- SHORT PROBLEM
Arrange the items as a two-column CSV with the headers item_text and answer, one row per item. Begin at the line that has "Greenhouse-scouting task: tag the white window" and stop after the line that has "point(437, 329)". Quote each field and turn its line breaks into spaces.

- EXCERPTED DATA
— start —

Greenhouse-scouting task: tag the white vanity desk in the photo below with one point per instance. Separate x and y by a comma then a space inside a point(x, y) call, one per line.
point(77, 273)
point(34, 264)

— end —
— start —

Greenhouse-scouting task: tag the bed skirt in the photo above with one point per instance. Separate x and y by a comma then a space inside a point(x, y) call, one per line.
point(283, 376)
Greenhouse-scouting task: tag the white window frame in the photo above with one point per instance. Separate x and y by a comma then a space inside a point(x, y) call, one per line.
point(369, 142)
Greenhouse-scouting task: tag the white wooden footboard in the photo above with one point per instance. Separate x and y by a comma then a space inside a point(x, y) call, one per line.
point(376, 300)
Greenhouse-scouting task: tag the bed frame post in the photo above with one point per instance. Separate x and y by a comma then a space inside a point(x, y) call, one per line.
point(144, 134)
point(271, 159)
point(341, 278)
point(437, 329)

— end —
— start —

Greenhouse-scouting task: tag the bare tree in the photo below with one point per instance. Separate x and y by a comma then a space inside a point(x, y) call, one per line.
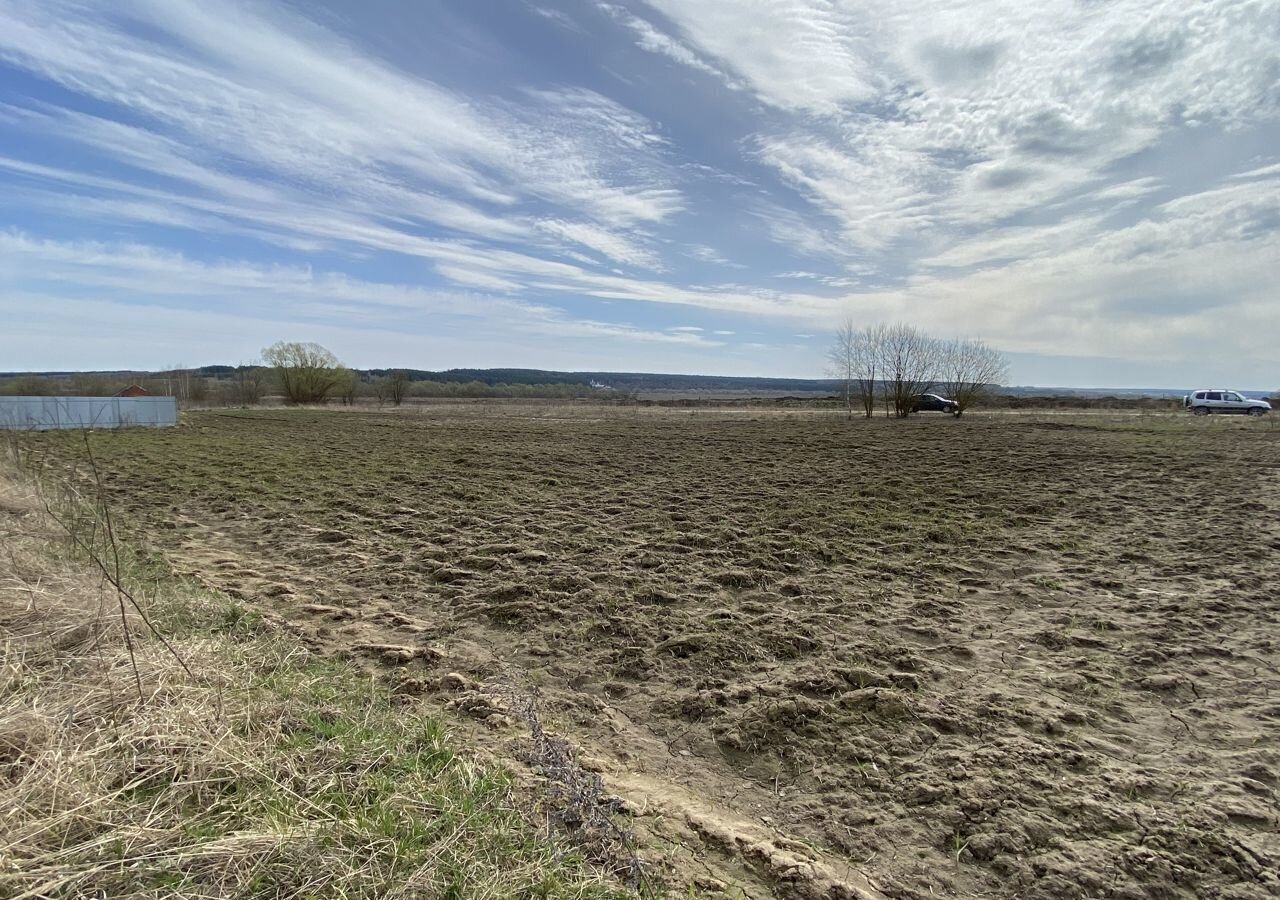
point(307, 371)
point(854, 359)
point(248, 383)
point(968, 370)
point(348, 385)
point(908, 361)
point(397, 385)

— end —

- SOLUTION
item_text,answer
"Greenhouse-scouting task: tag the white window frame in the photo above with one point per instance. Separate x and y by a comma then a space inside a point(x, y) call, one per line.","point(369, 142)"
"Greenhouse-scouting task: tag the white wooden footboard in the photo above with one point per instance. Separate x and y by a comma then a space inside a point(x, y) call, one per line.","point(376, 300)"
"Greenhouse-scouting task: tag the bed frame post in the photo above with one point per instance. Separate x and y by a comma then a space inside a point(x, y) call, one per line.","point(144, 134) point(271, 159) point(341, 278) point(437, 329)"